- _CHALLENGE_:
Return every line below as is, leaving out the pictures.

-=-=-=-=-

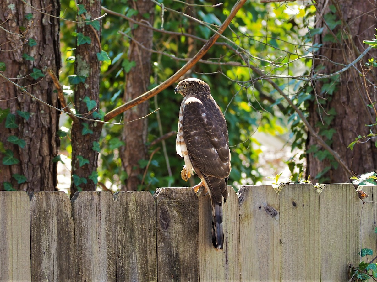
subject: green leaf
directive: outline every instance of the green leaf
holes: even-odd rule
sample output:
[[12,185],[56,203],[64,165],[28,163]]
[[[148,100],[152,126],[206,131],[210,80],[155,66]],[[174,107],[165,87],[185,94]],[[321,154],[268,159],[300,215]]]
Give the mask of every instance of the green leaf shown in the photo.
[[97,30],[99,30],[101,26],[100,24],[100,21],[97,20],[93,21],[88,21],[86,24],[88,26],[92,26]]
[[28,45],[31,47],[32,47],[37,45],[37,41],[34,38],[29,38],[28,41]]
[[86,79],[86,77],[83,76],[78,76],[76,74],[71,74],[68,76],[68,81],[72,85],[78,84],[80,82],[84,83]]
[[33,14],[31,13],[28,13],[25,15],[25,18],[28,21],[30,21],[33,19]]
[[12,183],[10,182],[3,182],[3,186],[4,190],[6,191],[15,191],[15,189],[13,188]]
[[6,69],[5,63],[4,62],[0,62],[0,71],[5,71]]
[[2,122],[4,119],[7,117],[10,111],[9,108],[4,110],[0,109],[0,123]]
[[124,69],[124,71],[128,73],[131,69],[136,65],[136,63],[134,61],[130,62],[127,59],[125,59],[122,62],[122,66]]
[[76,158],[78,160],[78,165],[80,167],[89,163],[89,160],[84,159],[82,156],[76,156]]
[[83,135],[86,134],[92,134],[93,131],[89,128],[89,124],[87,123],[83,123],[83,130],[81,132],[81,134]]
[[87,180],[85,177],[80,177],[76,174],[74,174],[72,176],[72,178],[73,179],[73,182],[75,183],[75,185],[77,186],[83,183],[86,184],[87,183]]
[[30,55],[28,55],[26,53],[22,54],[22,58],[27,61],[35,61],[35,59],[34,57],[32,57]]
[[20,161],[13,156],[13,152],[8,149],[5,151],[4,153],[4,158],[3,158],[3,164],[5,165],[11,165],[20,162]]
[[23,139],[20,139],[17,136],[11,135],[8,137],[6,141],[16,145],[18,145],[21,148],[23,148],[26,145],[26,142]]
[[[97,152],[100,152],[101,149],[100,149],[100,143],[95,141],[93,141],[92,144],[93,146],[92,147],[92,150]],[[377,232],[376,233],[377,233]]]
[[93,181],[94,184],[97,184],[98,183],[98,173],[95,171],[92,171],[92,174],[88,176],[88,178]]
[[121,141],[119,138],[116,138],[110,139],[110,141],[109,142],[109,144],[110,145],[109,146],[109,149],[112,151],[114,149],[117,149],[126,145],[126,143],[124,142],[123,141]]
[[61,155],[58,155],[57,156],[54,157],[52,159],[53,162],[60,162],[62,164],[64,164],[64,162],[63,161],[61,160]]
[[83,99],[83,101],[86,103],[86,106],[88,107],[88,111],[91,111],[93,108],[97,106],[97,103],[94,100],[91,100],[87,96],[86,96]]
[[84,35],[81,32],[77,33],[77,46],[82,45],[83,44],[87,43],[91,44],[92,43],[92,39],[89,36],[84,36]]
[[84,5],[83,4],[78,4],[77,5],[77,7],[78,7],[78,14],[79,15],[82,15],[84,13],[87,13],[88,12],[88,11],[86,11],[86,9],[84,8]]
[[12,175],[12,177],[17,180],[17,183],[19,184],[23,183],[28,181],[28,179],[24,175],[21,175],[16,173]]
[[26,120],[29,120],[29,118],[30,117],[30,113],[29,112],[23,112],[21,111],[17,111],[17,113],[20,117],[22,117]]
[[106,51],[103,50],[101,50],[101,52],[97,53],[97,58],[98,59],[98,60],[99,61],[104,62],[109,65],[111,64],[111,60],[110,59],[109,55],[107,55]]
[[7,128],[17,128],[18,127],[18,125],[16,123],[15,115],[9,114],[5,120],[5,127]]
[[44,75],[42,71],[36,68],[33,68],[33,72],[30,74],[30,76],[34,79],[37,79],[39,77],[44,77]]
[[94,118],[100,120],[103,120],[103,118],[105,116],[105,113],[102,110],[100,110],[98,112],[93,112],[92,114]]
[[[360,253],[359,253],[359,254],[360,255]],[[373,251],[370,249],[367,249],[366,248],[365,249],[361,249],[361,257],[363,256],[365,256],[366,255],[371,256],[373,254]]]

-=-=-=-=-

- _COMPLETE ANSWER_:
subject: green leaf
directive: outline every instance of the green leaf
holes: even-odd rule
sample output:
[[12,185],[56,203],[64,165],[28,163]]
[[[148,100],[152,126],[206,131],[210,80],[155,66]],[[174,107],[165,87],[185,94]],[[321,154],[268,159],[300,215]]]
Give the mask of every instance of the green leaf shown in the photo.
[[97,30],[99,30],[101,26],[100,24],[100,21],[97,20],[93,21],[88,21],[86,24],[88,26],[92,26]]
[[28,45],[31,47],[32,47],[37,45],[37,41],[34,38],[29,38],[28,41]]
[[86,79],[86,77],[83,76],[78,76],[76,74],[71,74],[68,76],[68,81],[72,85],[78,84],[80,82],[84,83]]
[[33,14],[31,13],[28,13],[25,15],[25,18],[28,21],[30,21],[33,19]]
[[12,183],[10,182],[3,182],[3,186],[4,190],[6,191],[15,191],[15,189],[13,188]]
[[6,69],[5,63],[4,62],[0,62],[0,71],[5,71]]
[[2,122],[4,119],[7,117],[10,111],[9,108],[4,110],[0,109],[0,123]]
[[124,69],[124,71],[128,73],[131,69],[136,65],[136,63],[134,61],[130,62],[127,59],[125,59],[122,62],[122,66]]
[[76,158],[78,160],[78,165],[80,167],[89,163],[89,160],[84,159],[82,156],[76,156]]
[[83,135],[86,134],[92,134],[93,131],[89,128],[89,124],[87,123],[83,123],[83,130],[81,132],[81,134]]
[[87,180],[85,177],[80,177],[76,174],[74,174],[72,176],[72,178],[73,179],[73,182],[75,183],[75,185],[77,186],[83,183],[86,184],[87,183]]
[[30,55],[28,55],[26,53],[22,54],[22,58],[27,61],[35,61],[35,59],[34,57],[32,57]]
[[20,161],[13,156],[13,152],[8,149],[5,151],[4,153],[4,158],[3,158],[3,164],[5,165],[11,165],[20,162]]
[[23,139],[20,139],[17,136],[11,135],[8,137],[6,141],[16,145],[18,145],[21,148],[23,148],[26,145],[26,142]]
[[[97,152],[100,152],[101,149],[100,149],[100,143],[95,141],[93,141],[92,144],[93,146],[92,147],[92,150]],[[377,232],[376,233],[377,233]]]
[[93,181],[94,184],[97,184],[98,183],[98,173],[95,171],[92,171],[92,174],[88,176],[88,178]]
[[121,141],[119,138],[116,138],[110,139],[110,141],[109,142],[109,144],[110,145],[109,146],[109,149],[112,151],[114,149],[117,149],[126,145],[126,143],[124,142],[123,141]]
[[61,155],[58,155],[57,156],[54,157],[52,159],[53,162],[60,162],[62,164],[64,164],[64,162],[63,161],[61,160]]
[[83,99],[83,101],[86,103],[86,106],[88,107],[88,111],[91,111],[93,108],[97,106],[97,103],[94,100],[91,100],[87,96],[86,96]]
[[84,35],[81,32],[77,33],[77,46],[82,45],[83,44],[87,43],[91,44],[92,43],[92,39],[89,36],[84,36]]
[[84,5],[83,4],[78,4],[77,5],[77,7],[78,7],[78,14],[79,15],[82,15],[84,13],[87,13],[88,12],[88,11],[86,11],[86,9],[84,8]]
[[12,175],[12,177],[17,180],[17,183],[19,184],[23,183],[28,181],[28,179],[24,175],[21,175],[16,173]]
[[26,120],[29,120],[29,118],[30,117],[30,113],[29,112],[23,112],[21,111],[17,111],[17,113],[20,117],[22,117]]
[[106,51],[103,50],[101,50],[101,52],[97,53],[97,58],[98,59],[98,60],[99,61],[104,62],[109,65],[111,64],[111,60],[110,59],[109,55],[107,55]]
[[7,128],[17,128],[18,127],[18,125],[16,123],[15,115],[9,114],[5,120],[5,127]]
[[44,75],[42,71],[36,68],[33,68],[33,72],[30,74],[30,76],[34,79],[37,79],[39,77],[44,77]]
[[94,118],[100,120],[103,120],[103,118],[105,116],[105,113],[102,110],[100,110],[98,112],[93,112],[92,114]]
[[[360,253],[359,253],[359,254],[360,255]],[[373,251],[370,249],[367,249],[366,248],[365,249],[361,249],[361,257],[363,256],[365,256],[366,255],[371,256],[373,254]]]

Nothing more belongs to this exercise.